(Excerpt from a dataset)
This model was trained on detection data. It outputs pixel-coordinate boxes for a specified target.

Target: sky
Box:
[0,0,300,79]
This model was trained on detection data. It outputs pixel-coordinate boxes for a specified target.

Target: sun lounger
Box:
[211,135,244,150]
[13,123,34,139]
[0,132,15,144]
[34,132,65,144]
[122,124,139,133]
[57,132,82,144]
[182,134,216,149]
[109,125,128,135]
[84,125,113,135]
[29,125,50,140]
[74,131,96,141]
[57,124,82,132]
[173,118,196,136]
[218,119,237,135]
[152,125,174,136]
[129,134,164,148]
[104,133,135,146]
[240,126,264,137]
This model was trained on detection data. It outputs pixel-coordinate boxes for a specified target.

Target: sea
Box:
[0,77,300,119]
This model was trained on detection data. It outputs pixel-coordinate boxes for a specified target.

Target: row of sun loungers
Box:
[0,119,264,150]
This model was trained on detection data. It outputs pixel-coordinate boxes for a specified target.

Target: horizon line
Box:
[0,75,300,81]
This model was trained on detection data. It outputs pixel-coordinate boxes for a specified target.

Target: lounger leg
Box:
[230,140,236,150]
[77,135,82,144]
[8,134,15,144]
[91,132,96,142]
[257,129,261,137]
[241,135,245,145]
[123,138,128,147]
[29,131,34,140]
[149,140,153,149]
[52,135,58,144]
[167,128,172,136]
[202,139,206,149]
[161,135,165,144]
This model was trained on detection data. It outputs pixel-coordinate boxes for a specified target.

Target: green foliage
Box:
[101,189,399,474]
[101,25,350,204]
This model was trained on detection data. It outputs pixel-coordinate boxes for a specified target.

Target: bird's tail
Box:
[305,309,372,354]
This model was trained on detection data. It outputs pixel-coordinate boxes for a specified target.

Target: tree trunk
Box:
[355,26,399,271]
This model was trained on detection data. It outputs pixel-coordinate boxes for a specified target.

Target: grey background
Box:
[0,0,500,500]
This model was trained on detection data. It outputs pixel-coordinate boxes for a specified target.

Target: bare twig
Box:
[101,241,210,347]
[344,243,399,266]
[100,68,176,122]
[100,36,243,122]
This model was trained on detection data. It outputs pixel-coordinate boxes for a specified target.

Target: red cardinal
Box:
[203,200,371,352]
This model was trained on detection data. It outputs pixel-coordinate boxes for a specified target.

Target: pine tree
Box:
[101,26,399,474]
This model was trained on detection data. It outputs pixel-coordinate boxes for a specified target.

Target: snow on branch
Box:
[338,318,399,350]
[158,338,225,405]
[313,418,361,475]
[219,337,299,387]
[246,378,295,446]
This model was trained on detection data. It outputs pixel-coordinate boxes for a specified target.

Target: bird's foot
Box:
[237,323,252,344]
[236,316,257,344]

==

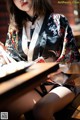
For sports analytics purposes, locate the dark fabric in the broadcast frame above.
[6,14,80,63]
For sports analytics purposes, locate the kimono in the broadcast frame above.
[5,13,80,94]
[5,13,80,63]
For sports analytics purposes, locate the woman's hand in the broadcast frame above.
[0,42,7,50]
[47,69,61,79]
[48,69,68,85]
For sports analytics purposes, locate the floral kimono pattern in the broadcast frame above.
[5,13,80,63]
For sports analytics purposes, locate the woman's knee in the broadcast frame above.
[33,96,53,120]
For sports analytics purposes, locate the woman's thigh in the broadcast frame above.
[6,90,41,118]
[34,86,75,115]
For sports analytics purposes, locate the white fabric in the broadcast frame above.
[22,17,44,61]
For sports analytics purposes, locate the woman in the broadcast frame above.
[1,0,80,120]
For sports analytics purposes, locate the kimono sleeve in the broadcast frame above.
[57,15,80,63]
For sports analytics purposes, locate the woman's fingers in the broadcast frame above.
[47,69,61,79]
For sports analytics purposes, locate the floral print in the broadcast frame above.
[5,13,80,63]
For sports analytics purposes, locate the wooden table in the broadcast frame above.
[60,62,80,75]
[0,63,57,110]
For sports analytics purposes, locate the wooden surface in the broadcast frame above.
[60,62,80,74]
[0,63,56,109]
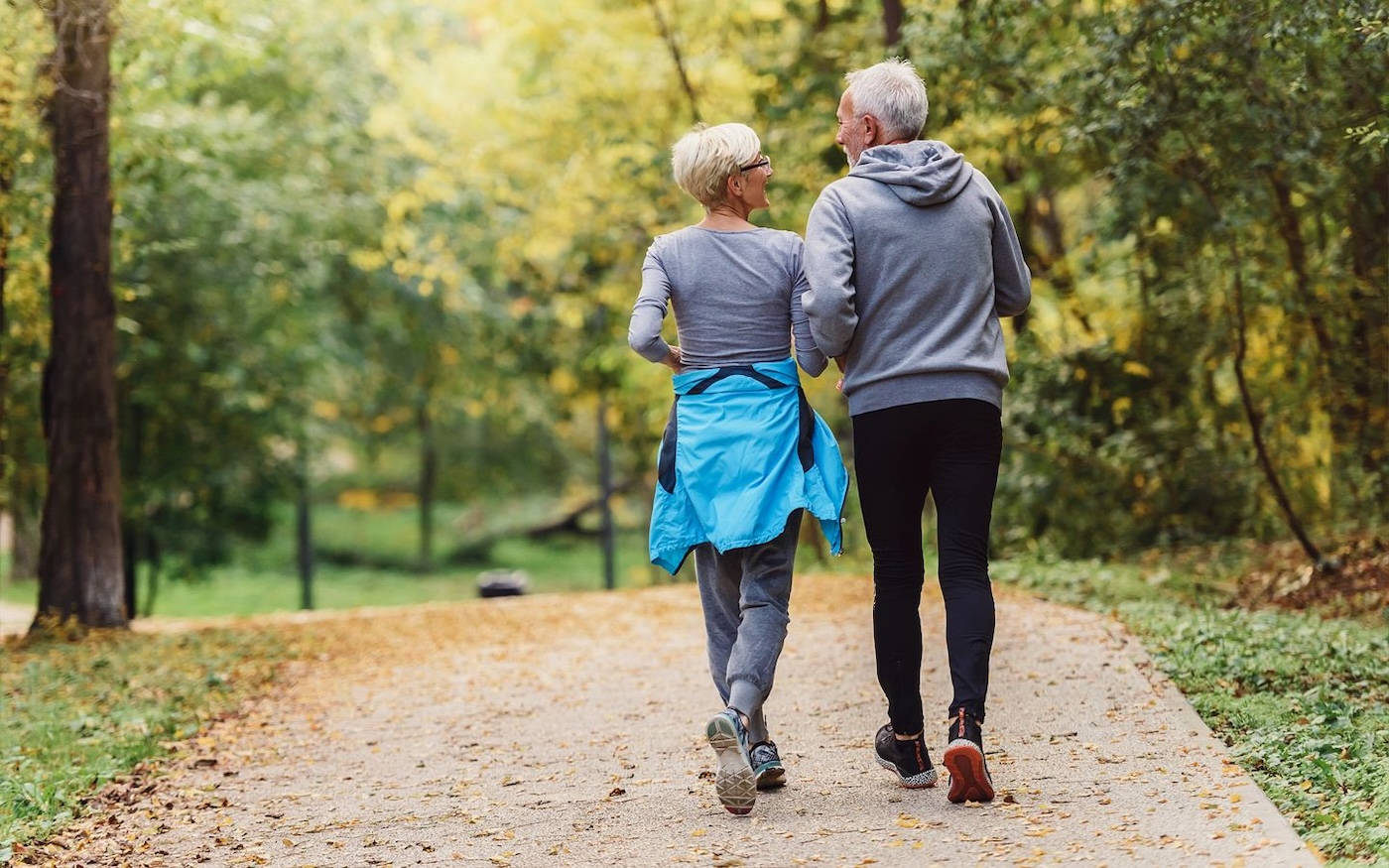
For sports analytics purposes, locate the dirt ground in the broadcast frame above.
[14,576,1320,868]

==

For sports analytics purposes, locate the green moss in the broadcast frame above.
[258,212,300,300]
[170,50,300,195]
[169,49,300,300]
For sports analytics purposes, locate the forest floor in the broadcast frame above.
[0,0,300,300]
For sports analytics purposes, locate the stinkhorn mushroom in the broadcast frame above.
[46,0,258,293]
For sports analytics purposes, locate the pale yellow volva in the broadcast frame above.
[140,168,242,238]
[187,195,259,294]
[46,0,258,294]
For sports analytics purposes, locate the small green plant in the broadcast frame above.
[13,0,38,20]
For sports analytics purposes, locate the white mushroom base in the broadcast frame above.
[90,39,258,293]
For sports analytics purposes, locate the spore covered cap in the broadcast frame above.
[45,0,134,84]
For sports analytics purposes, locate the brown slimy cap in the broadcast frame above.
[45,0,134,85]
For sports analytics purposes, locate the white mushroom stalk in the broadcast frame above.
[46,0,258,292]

[PROBLEM STATEMENT] Copy the data verbatim, starting at the line containing "For sports analytics purposes, locate the woman's fingers" and ending at the line containing "[14,576,1320,868]", with both of those lines included. Omit any pictures from your copy.

[CORRECT ANSWER]
For sports analytics purposes, locate the woman's fingers in the broadcast frame above.
[47,69,61,79]
For sports analytics purposes, locate the floral print in the broadcast frame above.
[5,13,80,63]
For sports analytics purposes, locate the wooden table in the broadcast frame above.
[60,62,80,75]
[0,63,57,110]
For sports analytics purposes, locate the wooden surface in the broadcast frame above.
[60,62,80,74]
[0,63,56,109]
For sports analytics purposes, locate the dirt ground in the broadcast frame above.
[14,576,1320,868]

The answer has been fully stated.